##### TASK DATA
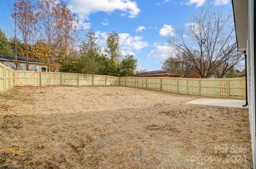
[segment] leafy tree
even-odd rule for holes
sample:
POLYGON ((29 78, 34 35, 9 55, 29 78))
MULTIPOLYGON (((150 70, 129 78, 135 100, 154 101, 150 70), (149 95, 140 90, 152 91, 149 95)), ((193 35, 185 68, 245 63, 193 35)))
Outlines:
POLYGON ((112 31, 108 34, 106 42, 105 52, 110 58, 108 62, 107 74, 110 76, 118 75, 118 65, 120 62, 121 52, 119 47, 118 34, 112 31))
POLYGON ((99 71, 101 47, 97 42, 97 37, 92 28, 87 31, 85 40, 80 49, 80 59, 77 64, 81 73, 97 74, 99 71))
POLYGON ((43 60, 50 61, 52 65, 71 54, 76 29, 75 14, 58 0, 41 0, 38 10, 41 41, 46 45, 43 53, 47 52, 43 54, 43 60))
POLYGON ((36 11, 37 2, 37 1, 17 0, 14 3, 16 10, 12 14, 12 17, 17 19, 17 26, 21 33, 21 39, 25 47, 23 55, 25 56, 27 61, 27 70, 28 70, 29 60, 31 57, 29 55, 31 51, 31 45, 34 42, 38 31, 37 26, 39 13, 36 11))
POLYGON ((26 49, 24 44, 22 43, 20 40, 18 38, 15 38, 15 37, 13 37, 10 40, 9 43, 13 52, 14 52, 16 47, 17 55, 22 55, 22 52, 26 50, 26 49))
POLYGON ((0 29, 0 54, 14 54, 14 52, 8 42, 8 39, 1 29, 0 29))
POLYGON ((134 74, 137 67, 137 59, 132 55, 125 57, 119 66, 120 76, 129 76, 134 74))
POLYGON ((143 73, 143 72, 146 72, 146 71, 147 71, 148 70, 147 70, 146 69, 138 69, 138 70, 137 70, 135 74, 140 74, 140 73, 143 73))
POLYGON ((60 70, 66 73, 79 73, 77 68, 77 57, 67 56, 62 58, 60 60, 61 67, 60 70))

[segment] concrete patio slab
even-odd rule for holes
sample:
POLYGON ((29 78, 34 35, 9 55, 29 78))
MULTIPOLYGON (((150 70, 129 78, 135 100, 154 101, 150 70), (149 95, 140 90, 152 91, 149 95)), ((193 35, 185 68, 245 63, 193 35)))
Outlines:
POLYGON ((229 107, 247 108, 242 106, 245 104, 244 100, 230 100, 230 99, 198 99, 189 101, 187 104, 208 105, 221 107, 229 107))

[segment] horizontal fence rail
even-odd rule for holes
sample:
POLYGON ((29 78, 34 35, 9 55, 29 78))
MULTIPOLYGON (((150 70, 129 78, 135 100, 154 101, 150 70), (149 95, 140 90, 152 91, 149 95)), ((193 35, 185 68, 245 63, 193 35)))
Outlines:
POLYGON ((14 86, 14 71, 0 63, 0 92, 3 92, 14 86))
POLYGON ((245 98, 244 78, 120 77, 120 85, 202 96, 245 98))
POLYGON ((115 76, 17 70, 14 72, 15 86, 118 86, 115 76))
POLYGON ((245 98, 244 78, 195 79, 115 77, 13 70, 0 63, 0 92, 14 86, 121 86, 222 98, 245 98))

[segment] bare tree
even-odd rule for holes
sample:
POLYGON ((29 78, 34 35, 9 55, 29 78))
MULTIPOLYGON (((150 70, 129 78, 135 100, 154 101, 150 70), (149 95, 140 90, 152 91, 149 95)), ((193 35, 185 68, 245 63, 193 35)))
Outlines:
POLYGON ((184 77, 197 77, 193 75, 193 69, 186 57, 182 54, 177 55, 176 58, 169 57, 163 63, 163 70, 173 74, 182 75, 184 77))
POLYGON ((29 70, 29 61, 31 57, 29 53, 36 37, 37 31, 38 13, 36 11, 37 5, 37 1, 17 0, 14 3, 14 13, 12 15, 16 21, 15 25, 21 33, 25 46, 23 53, 27 62, 27 70, 29 70))
POLYGON ((190 18, 187 26, 187 31, 177 31, 167 42, 178 59, 189 65, 201 78, 214 74, 222 77, 243 59, 237 52, 232 15, 203 7, 190 18), (216 71, 220 66, 221 70, 216 71))

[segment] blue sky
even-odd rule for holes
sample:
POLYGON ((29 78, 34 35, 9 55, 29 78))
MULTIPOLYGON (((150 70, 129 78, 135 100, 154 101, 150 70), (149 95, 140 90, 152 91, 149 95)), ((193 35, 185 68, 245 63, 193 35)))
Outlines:
MULTIPOLYGON (((0 0, 0 28, 11 36, 12 0, 0 0)), ((79 19, 81 37, 93 28, 103 46, 107 33, 119 34, 124 54, 134 54, 139 69, 161 69, 168 56, 166 39, 186 29, 189 15, 209 5, 232 11, 231 0, 63 0, 79 19)))

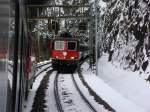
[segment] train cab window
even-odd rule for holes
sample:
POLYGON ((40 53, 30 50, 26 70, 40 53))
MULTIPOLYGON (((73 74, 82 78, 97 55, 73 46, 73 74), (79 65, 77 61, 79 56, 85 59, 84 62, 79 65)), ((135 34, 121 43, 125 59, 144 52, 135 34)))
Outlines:
POLYGON ((64 41, 55 41, 55 44, 54 44, 55 50, 64 50, 64 48, 65 48, 64 41))
POLYGON ((68 42, 68 50, 76 50, 77 49, 77 42, 69 41, 68 42))

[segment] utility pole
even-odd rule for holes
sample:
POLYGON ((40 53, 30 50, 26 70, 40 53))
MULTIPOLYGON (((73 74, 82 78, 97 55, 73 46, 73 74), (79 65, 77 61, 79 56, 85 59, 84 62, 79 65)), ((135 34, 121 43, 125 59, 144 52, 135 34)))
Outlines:
POLYGON ((96 63, 96 75, 98 75, 98 23, 97 23, 97 16, 98 16, 98 0, 95 0, 95 63, 96 63))

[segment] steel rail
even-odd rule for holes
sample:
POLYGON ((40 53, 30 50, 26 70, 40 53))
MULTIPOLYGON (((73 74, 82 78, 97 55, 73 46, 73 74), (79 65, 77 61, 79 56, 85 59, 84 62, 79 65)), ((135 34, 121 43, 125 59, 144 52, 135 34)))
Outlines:
POLYGON ((42 66, 44 66, 44 65, 48 65, 48 64, 51 64, 51 62, 47 62, 47 63, 41 64, 41 65, 36 65, 36 66, 35 66, 35 69, 38 69, 38 68, 40 68, 40 67, 42 67, 42 66))
POLYGON ((73 74, 72 74, 71 76, 72 76, 72 80, 73 80, 73 83, 74 83, 76 89, 78 90, 80 96, 83 98, 83 100, 85 101, 85 103, 88 105, 88 107, 89 107, 93 112, 98 112, 98 111, 92 106, 92 104, 88 101, 88 99, 84 96, 84 94, 81 92, 79 86, 77 85, 77 82, 75 81, 75 78, 74 78, 73 74))
POLYGON ((61 105, 61 101, 60 101, 60 97, 59 97, 59 92, 58 92, 58 73, 55 76, 55 80, 54 80, 54 95, 55 95, 55 99, 56 99, 56 104, 57 104, 57 109, 59 112, 64 112, 62 105, 61 105))

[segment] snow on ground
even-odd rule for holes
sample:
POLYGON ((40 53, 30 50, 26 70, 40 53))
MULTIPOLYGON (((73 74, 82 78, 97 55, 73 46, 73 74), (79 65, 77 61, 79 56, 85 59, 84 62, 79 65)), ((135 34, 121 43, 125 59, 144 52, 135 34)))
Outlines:
POLYGON ((75 80, 77 82, 77 85, 79 86, 81 92, 84 94, 84 96, 88 99, 88 101, 92 104, 92 106, 97 110, 97 111, 101 111, 101 112, 109 112, 108 110, 106 110, 103 105, 98 104, 97 102, 95 102, 94 97, 91 96, 89 94, 89 91, 87 90, 87 88, 83 85, 83 83, 81 82, 79 75, 78 74, 74 74, 75 80))
POLYGON ((91 112, 75 88, 71 74, 59 75, 58 90, 61 104, 65 112, 91 112))
MULTIPOLYGON (((47 66, 43 66, 39 71, 42 71, 43 69, 45 69, 47 66)), ((50 70, 51 68, 47 69, 50 70)), ((36 74, 39 72, 37 71, 36 74)), ((29 90, 29 95, 28 95, 28 99, 27 101, 25 102, 25 106, 24 106, 24 110, 23 112, 30 112, 32 110, 32 104, 33 104, 33 101, 34 101, 34 97, 35 97, 35 94, 36 94, 36 91, 40 85, 40 82, 41 80, 43 79, 43 77, 46 75, 46 72, 47 71, 44 71, 42 72, 38 77, 36 77, 34 83, 33 83, 33 87, 32 89, 29 90)))
MULTIPOLYGON (((141 107, 137 105, 135 102, 130 101, 125 96, 123 96, 122 94, 117 92, 115 89, 113 89, 106 82, 104 82, 102 79, 100 79, 98 76, 93 74, 90 71, 90 69, 88 69, 89 65, 87 63, 84 63, 82 67, 83 67, 82 71, 84 74, 84 78, 86 82, 88 82, 89 86, 97 93, 97 95, 99 95, 103 100, 105 100, 117 112, 146 112, 144 110, 144 107, 141 107)), ((109 71, 108 67, 106 67, 106 71, 109 71)), ((108 75, 112 75, 112 73, 109 73, 108 75)), ((133 97, 134 95, 135 93, 132 94, 133 97)))
POLYGON ((141 78, 144 74, 120 69, 107 59, 105 54, 99 60, 99 77, 125 98, 150 111, 150 84, 141 78))

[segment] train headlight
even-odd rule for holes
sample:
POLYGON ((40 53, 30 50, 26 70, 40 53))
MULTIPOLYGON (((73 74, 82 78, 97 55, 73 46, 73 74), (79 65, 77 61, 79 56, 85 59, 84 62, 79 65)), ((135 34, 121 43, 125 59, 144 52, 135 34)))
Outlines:
POLYGON ((64 55, 64 56, 67 56, 67 52, 63 52, 63 55, 64 55))

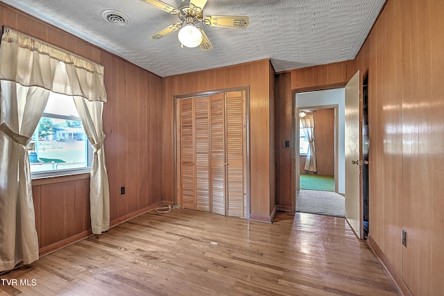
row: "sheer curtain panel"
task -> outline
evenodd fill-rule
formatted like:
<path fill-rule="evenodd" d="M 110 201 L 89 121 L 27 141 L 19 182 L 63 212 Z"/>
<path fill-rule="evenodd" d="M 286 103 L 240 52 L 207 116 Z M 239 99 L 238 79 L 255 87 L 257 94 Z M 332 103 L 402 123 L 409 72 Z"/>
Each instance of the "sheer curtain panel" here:
<path fill-rule="evenodd" d="M 87 102 L 85 105 L 94 103 L 94 108 L 100 110 L 89 115 L 93 123 L 84 127 L 88 138 L 97 134 L 96 140 L 90 140 L 96 155 L 91 171 L 91 220 L 100 221 L 92 225 L 94 233 L 109 229 L 110 195 L 101 119 L 106 102 L 103 67 L 3 27 L 0 44 L 0 271 L 21 261 L 28 264 L 38 259 L 27 144 L 50 92 L 81 97 Z M 93 211 L 96 204 L 101 205 L 100 210 Z"/>
<path fill-rule="evenodd" d="M 304 169 L 316 173 L 318 171 L 318 168 L 316 168 L 316 154 L 314 148 L 314 116 L 307 115 L 300 119 L 300 125 L 309 142 Z"/>

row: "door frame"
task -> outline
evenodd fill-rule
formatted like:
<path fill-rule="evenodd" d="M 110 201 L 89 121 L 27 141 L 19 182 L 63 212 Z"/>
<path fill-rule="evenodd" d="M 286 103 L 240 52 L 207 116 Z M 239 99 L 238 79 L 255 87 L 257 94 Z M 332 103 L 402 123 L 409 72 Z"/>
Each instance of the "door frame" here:
<path fill-rule="evenodd" d="M 296 96 L 294 98 L 295 101 L 296 101 Z M 339 137 L 338 137 L 338 132 L 339 132 L 339 123 L 338 121 L 338 116 L 339 115 L 339 105 L 338 104 L 332 104 L 332 105 L 314 105 L 314 106 L 309 106 L 309 107 L 296 107 L 296 118 L 297 115 L 299 114 L 299 112 L 300 110 L 305 110 L 305 109 L 310 109 L 310 110 L 322 110 L 324 109 L 334 109 L 334 192 L 336 192 L 336 193 L 338 193 L 338 190 L 339 190 L 339 184 L 338 184 L 338 177 L 339 175 Z M 296 190 L 300 190 L 300 164 L 299 163 L 300 160 L 300 157 L 298 157 L 298 155 L 299 155 L 298 153 L 298 151 L 299 151 L 299 148 L 300 148 L 300 144 L 299 144 L 299 141 L 298 141 L 298 139 L 299 138 L 299 137 L 300 136 L 300 128 L 299 126 L 299 121 L 296 120 L 295 119 L 295 123 L 296 123 L 296 126 L 295 128 L 295 130 L 296 132 L 296 150 L 295 150 L 295 153 L 296 155 L 294 156 L 295 158 L 295 170 L 296 170 L 296 175 L 295 177 L 296 178 Z M 315 123 L 316 125 L 316 123 Z"/>
<path fill-rule="evenodd" d="M 174 204 L 180 205 L 181 200 L 179 200 L 179 182 L 180 182 L 180 168 L 179 162 L 180 161 L 180 154 L 178 153 L 178 137 L 179 133 L 178 132 L 179 119 L 179 112 L 178 108 L 179 107 L 178 102 L 182 99 L 198 98 L 202 96 L 209 96 L 220 93 L 225 93 L 228 92 L 245 92 L 245 180 L 244 186 L 246 197 L 244 198 L 245 205 L 246 207 L 246 213 L 244 213 L 244 216 L 247 220 L 250 220 L 250 87 L 232 87 L 221 89 L 211 90 L 207 92 L 198 92 L 195 93 L 189 93 L 175 95 L 173 96 L 174 100 L 174 123 L 173 123 L 173 137 L 174 137 L 174 148 L 173 148 L 173 162 L 174 162 Z"/>
<path fill-rule="evenodd" d="M 291 211 L 296 211 L 296 191 L 299 190 L 300 188 L 300 172 L 299 172 L 299 157 L 296 159 L 296 151 L 299 151 L 299 141 L 296 138 L 296 136 L 299 136 L 299 121 L 297 120 L 299 119 L 299 110 L 301 108 L 296 108 L 296 94 L 307 92 L 317 92 L 322 90 L 327 90 L 327 89 L 334 89 L 337 88 L 343 88 L 345 87 L 348 81 L 339 82 L 339 83 L 334 83 L 331 85 L 318 85 L 314 87 L 303 87 L 299 89 L 291 89 L 291 110 L 292 110 L 292 124 L 291 124 L 291 141 L 293 143 L 291 145 L 291 153 L 293 157 L 291 157 Z M 331 106 L 334 107 L 335 105 L 332 105 Z M 304 109 L 307 109 L 307 107 L 304 107 Z M 339 111 L 338 108 L 335 107 L 334 111 L 334 121 L 335 121 L 335 151 L 334 151 L 334 173 L 335 173 L 335 191 L 338 191 L 338 187 L 336 184 L 336 176 L 339 175 L 339 164 L 338 164 L 338 158 L 337 155 L 339 153 L 339 141 L 337 137 L 337 131 L 338 131 L 338 116 Z M 296 130 L 298 128 L 298 130 Z M 336 169 L 338 171 L 336 171 Z"/>

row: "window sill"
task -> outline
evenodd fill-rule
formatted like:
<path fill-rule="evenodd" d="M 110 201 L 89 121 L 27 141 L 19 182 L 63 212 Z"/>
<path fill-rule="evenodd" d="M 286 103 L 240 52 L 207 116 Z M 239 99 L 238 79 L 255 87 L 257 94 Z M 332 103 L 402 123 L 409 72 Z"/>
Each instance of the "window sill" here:
<path fill-rule="evenodd" d="M 78 173 L 58 176 L 41 177 L 33 178 L 32 186 L 45 185 L 53 183 L 62 183 L 64 182 L 74 181 L 83 179 L 89 179 L 89 173 Z"/>

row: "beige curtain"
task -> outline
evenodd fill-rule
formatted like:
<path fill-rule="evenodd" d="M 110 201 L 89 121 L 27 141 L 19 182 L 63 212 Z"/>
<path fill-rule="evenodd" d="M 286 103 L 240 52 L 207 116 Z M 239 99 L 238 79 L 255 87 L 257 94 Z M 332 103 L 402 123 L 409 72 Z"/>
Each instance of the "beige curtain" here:
<path fill-rule="evenodd" d="M 101 106 L 106 101 L 103 67 L 26 34 L 3 28 L 0 44 L 1 271 L 12 268 L 20 261 L 30 263 L 38 259 L 27 143 L 44 110 L 50 91 L 85 98 Z M 101 211 L 92 210 L 91 220 L 101 221 L 99 225 L 92 225 L 93 230 L 100 230 L 99 233 L 107 230 L 110 224 L 108 182 L 101 147 L 104 138 L 101 108 L 91 116 L 94 132 L 98 135 L 96 141 L 92 141 L 97 158 L 94 168 L 99 168 L 91 171 L 91 202 L 94 207 L 98 203 L 103 204 Z M 85 125 L 88 138 L 94 134 L 89 130 L 93 128 L 91 126 Z"/>
<path fill-rule="evenodd" d="M 317 172 L 316 154 L 314 148 L 314 116 L 307 115 L 300 119 L 300 128 L 302 129 L 304 134 L 309 142 L 308 150 L 307 151 L 307 159 L 304 169 L 310 172 Z"/>
<path fill-rule="evenodd" d="M 110 229 L 110 186 L 105 164 L 105 134 L 102 128 L 103 102 L 90 101 L 81 96 L 74 96 L 74 102 L 94 149 L 89 182 L 91 229 L 93 234 L 100 234 Z"/>
<path fill-rule="evenodd" d="M 39 258 L 27 144 L 49 91 L 0 81 L 0 270 Z"/>

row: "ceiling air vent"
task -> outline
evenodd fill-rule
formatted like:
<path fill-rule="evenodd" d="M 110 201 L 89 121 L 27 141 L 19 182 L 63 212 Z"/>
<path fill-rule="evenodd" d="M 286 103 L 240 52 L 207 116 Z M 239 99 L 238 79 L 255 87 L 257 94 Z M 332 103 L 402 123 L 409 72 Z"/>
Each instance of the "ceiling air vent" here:
<path fill-rule="evenodd" d="M 128 15 L 112 9 L 102 11 L 102 18 L 115 26 L 126 26 L 130 24 L 130 18 L 128 17 Z"/>

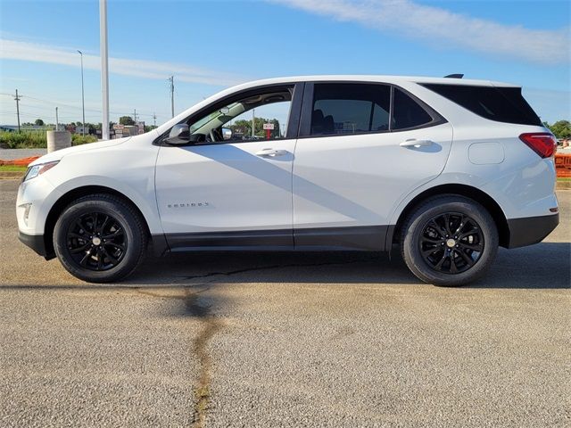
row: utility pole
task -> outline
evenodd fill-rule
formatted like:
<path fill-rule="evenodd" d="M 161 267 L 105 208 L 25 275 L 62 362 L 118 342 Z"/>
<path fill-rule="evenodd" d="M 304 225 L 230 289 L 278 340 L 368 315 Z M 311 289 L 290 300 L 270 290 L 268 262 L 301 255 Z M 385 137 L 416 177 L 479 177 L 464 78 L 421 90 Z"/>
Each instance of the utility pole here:
<path fill-rule="evenodd" d="M 81 124 L 83 125 L 81 127 L 81 130 L 83 132 L 81 134 L 83 135 L 83 136 L 86 136 L 86 96 L 83 91 L 83 53 L 79 50 L 78 50 L 78 52 L 79 53 L 79 55 L 81 55 L 81 111 L 83 112 L 83 122 L 81 122 Z"/>
<path fill-rule="evenodd" d="M 175 117 L 175 77 L 170 76 L 169 78 L 169 81 L 170 82 L 170 113 L 172 117 Z"/>
<path fill-rule="evenodd" d="M 21 97 L 18 96 L 18 89 L 16 89 L 14 100 L 16 100 L 16 114 L 18 115 L 18 134 L 20 134 L 20 99 Z"/>
<path fill-rule="evenodd" d="M 256 109 L 252 109 L 252 136 L 255 136 Z"/>
<path fill-rule="evenodd" d="M 101 137 L 109 139 L 109 65 L 107 52 L 107 0 L 99 0 L 99 45 L 101 50 L 101 92 L 103 95 L 103 119 Z"/>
##########
• DO THIS:
Extract word for word everything from the start of the lines down through the line containing "POLYGON ((112 31, 108". Omit the pictures from your answer.

• TASK RESULT:
[segment] leafy tree
even-odd rule for holes
sample:
POLYGON ((29 78, 34 35, 9 55, 29 78))
MULTIPOLYGON (((150 70, 129 78, 135 100, 154 101, 150 70), (149 95, 140 90, 152 91, 149 95)), ((193 35, 185 68, 245 63, 193 35)))
Outlines:
POLYGON ((112 31, 108 34, 106 42, 105 52, 110 58, 108 62, 107 74, 110 76, 118 75, 118 65, 120 62, 121 52, 119 47, 118 34, 112 31))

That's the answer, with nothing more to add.